*AIM OF THE TASK*.
Reproduce the records exactly.

*STORED DATA*.

▬▬▬▬▬▬▬▬▬▬

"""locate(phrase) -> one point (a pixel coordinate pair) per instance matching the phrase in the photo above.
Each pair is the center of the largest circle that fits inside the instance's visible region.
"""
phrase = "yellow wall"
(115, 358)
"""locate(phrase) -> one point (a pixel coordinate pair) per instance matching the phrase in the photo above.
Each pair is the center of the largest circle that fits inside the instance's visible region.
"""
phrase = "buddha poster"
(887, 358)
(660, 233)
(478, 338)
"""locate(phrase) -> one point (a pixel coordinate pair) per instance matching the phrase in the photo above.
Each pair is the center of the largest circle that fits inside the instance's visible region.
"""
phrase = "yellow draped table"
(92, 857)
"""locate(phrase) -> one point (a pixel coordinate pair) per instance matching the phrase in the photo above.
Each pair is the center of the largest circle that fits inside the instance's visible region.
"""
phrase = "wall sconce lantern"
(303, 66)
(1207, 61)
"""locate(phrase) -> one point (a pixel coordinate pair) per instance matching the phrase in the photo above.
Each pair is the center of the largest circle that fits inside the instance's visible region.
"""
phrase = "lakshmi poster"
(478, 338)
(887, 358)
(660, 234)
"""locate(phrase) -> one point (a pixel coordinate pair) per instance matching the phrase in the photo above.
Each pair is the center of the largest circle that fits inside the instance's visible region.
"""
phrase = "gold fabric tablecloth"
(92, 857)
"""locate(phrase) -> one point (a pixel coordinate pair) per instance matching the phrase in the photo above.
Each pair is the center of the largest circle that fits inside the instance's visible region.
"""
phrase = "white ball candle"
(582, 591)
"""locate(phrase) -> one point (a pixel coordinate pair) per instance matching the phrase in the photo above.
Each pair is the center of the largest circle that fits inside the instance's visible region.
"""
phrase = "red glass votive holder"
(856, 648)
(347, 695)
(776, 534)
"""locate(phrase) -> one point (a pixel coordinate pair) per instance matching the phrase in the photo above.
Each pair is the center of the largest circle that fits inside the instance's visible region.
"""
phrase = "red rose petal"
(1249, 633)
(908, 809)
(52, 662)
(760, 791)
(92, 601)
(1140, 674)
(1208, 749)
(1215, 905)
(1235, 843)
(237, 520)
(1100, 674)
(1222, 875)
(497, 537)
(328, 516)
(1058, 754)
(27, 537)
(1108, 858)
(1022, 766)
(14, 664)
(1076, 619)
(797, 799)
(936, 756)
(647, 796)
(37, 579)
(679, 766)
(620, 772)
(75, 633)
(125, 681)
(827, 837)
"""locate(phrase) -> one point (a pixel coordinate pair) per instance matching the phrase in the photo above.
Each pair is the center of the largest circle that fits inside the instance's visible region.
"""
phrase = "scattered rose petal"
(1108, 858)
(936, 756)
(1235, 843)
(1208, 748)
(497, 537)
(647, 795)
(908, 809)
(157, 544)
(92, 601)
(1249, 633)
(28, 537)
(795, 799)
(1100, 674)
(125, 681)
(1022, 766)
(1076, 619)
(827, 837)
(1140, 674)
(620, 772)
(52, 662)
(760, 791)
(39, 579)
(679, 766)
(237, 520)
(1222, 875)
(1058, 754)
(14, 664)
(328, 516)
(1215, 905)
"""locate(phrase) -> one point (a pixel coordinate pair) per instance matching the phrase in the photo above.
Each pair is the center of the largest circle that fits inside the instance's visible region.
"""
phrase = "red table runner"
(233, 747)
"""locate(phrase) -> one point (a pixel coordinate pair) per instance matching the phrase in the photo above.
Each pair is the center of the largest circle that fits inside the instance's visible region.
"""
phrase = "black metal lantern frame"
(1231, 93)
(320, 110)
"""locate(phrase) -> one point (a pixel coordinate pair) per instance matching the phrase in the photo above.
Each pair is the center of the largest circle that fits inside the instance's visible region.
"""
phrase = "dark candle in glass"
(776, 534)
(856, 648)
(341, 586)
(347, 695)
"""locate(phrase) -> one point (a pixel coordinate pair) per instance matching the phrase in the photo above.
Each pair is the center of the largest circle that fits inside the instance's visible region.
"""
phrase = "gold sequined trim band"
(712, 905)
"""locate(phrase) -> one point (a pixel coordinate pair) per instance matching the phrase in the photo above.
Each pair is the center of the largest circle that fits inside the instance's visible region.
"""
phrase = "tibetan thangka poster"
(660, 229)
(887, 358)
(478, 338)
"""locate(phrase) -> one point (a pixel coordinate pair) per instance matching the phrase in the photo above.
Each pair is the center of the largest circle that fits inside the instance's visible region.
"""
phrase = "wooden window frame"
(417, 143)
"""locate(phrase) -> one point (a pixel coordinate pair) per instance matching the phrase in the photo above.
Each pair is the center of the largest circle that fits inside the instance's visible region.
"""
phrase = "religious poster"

▬▬▬▬▬▬▬▬▬▬

*TASK OUTPUT*.
"""locate(phrase) -> one point (a pixel coordinate pair) per instance matching the phrase in the photo above.
Each pair is the center of the largest circle that fits inside the instance's visible region.
"""
phrase = "yellow wall"
(115, 358)
"""locate(phrase) -> one point (a pixel coordinate pair) per instance matching the phrase in the photo above.
Each pair is the center of the largest circle that fits inside the instance's visible region.
"""
phrase = "buddha poster"
(887, 358)
(660, 233)
(478, 338)
"""locate(phrase) -> one point (a pixel coordinate pair) per instance matching the phrase in the photo above.
Each pair is the center of the largest circle that fits inside the instance's visible region.
"""
phrase = "yellow draped table"
(92, 857)
"""locate(phrase) -> one point (a pixel coordinate pair) per instance matching the phrase in the photo above.
Each pair is the center of the largest circle that fits inside the instance's visible region.
"""
phrase = "wall sconce lantern"
(303, 66)
(1207, 61)
"""locate(phrase) -> one point (a pixel coordinate pair) per instance matching the phrase in the photo above.
Each pair is the center of the largest circle that fits inside the instance's visible region.
"""
phrase = "lakshmi poster"
(478, 338)
(887, 358)
(660, 234)
"""locate(phrase) -> one point (a pixel coordinate pair) per instance matching the phrase in the photo above.
Each pair is the center of the largest circle that fits inside the instance's visible region.
"""
phrase = "gold fabric tablecloth"
(92, 857)
"""locate(phrase) -> one point (a pixel coordinate pair) per instance matching the phrase in the photo above.
Each pair is the center of the largest circle that fits inside the instance's visible region.
"""
phrase = "white ball candle"
(582, 591)
"""locate(phrase) -> one point (a pixel coordinate pair) per instance matching the phrase in the photo above.
Each pair is the center of the largest circle that fits inside the instance's visible region.
"""
phrase = "red glass votive holder"
(856, 648)
(347, 695)
(776, 534)
"""locate(phrase) -> one point (a pixel coordinate pair) per instance matching the phrase in the photo above.
Each pair is the center of the largest circle that fits inside the instance's visible region.
"""
phrase = "red rose petal"
(1249, 633)
(908, 809)
(52, 662)
(760, 791)
(92, 601)
(1140, 674)
(1208, 749)
(1215, 905)
(1235, 843)
(237, 520)
(1100, 674)
(1222, 875)
(497, 537)
(328, 516)
(1058, 754)
(27, 537)
(1108, 858)
(1022, 766)
(14, 664)
(1076, 619)
(797, 799)
(936, 756)
(647, 796)
(37, 579)
(679, 766)
(620, 772)
(75, 633)
(125, 681)
(827, 837)
"""locate(phrase) -> one point (a pixel coordinate pair) per instance matching the phrase in the photo above.
Each pair is the center of the largest circle that fits inside the instance's visible region.
"""
phrase = "scattered rose petal"
(1108, 858)
(936, 756)
(1235, 843)
(1208, 748)
(497, 537)
(647, 795)
(908, 809)
(157, 544)
(92, 601)
(1249, 633)
(28, 537)
(795, 799)
(1100, 674)
(125, 681)
(1022, 766)
(1076, 619)
(827, 837)
(1140, 674)
(620, 772)
(52, 662)
(760, 791)
(39, 579)
(679, 766)
(237, 520)
(1222, 875)
(1058, 754)
(14, 664)
(328, 516)
(1215, 905)
"""locate(phrase) -> one point (a pixel coordinate pair) per instance matching the phrase in the photo above.
Each pair is the center of the largest circle that fits inside the instance's visible region.
"""
phrase = "red table runner"
(233, 747)
"""locate(phrase) -> one point (a pixel coordinate pair) per instance matching the phrase in the photo above.
Each pair is the center of the largest circle that fits inside the instance's visible region.
"""
phrase = "black metal lantern frame"
(1231, 93)
(320, 110)
"""locate(phrase) -> one point (a pixel coordinate pair) per instance matching the phrase in the photo above.
Each pair is the center of the largest circle that fits inside the instance's visible region.
"""
phrase = "dark candle in glass"
(776, 534)
(856, 648)
(341, 586)
(347, 695)
"""locate(phrase) -> one point (a pixel coordinate pair) per instance matching the phrase in the photo above.
Each pair is the center of the largest circle that fits inside the instance's visible region.
"""
phrase = "gold sequined trim band"
(712, 905)
"""locate(phrase) -> one point (a pixel coordinate pair) per instance matching the phrase in the photo above.
Each pair is the center of the largest circle that fits inside the instance's visible region.
"""
phrase = "tibetan thangka poster"
(660, 229)
(887, 358)
(478, 338)
"""locate(phrase) -> one point (a pixel coordinate pair) per instance matching the phrase in the photo above.
Each pair is the center of the largest circle that fits inside the instance's visible region.
"""
phrase = "wooden window frame"
(417, 143)
"""locate(phrase) -> one point (a pixel coordinate pair) per instance matching the phrase in the photo above.
Each pair is the center of the largest circle that fits inside the instance's visible region.
"""
phrase = "religious poster"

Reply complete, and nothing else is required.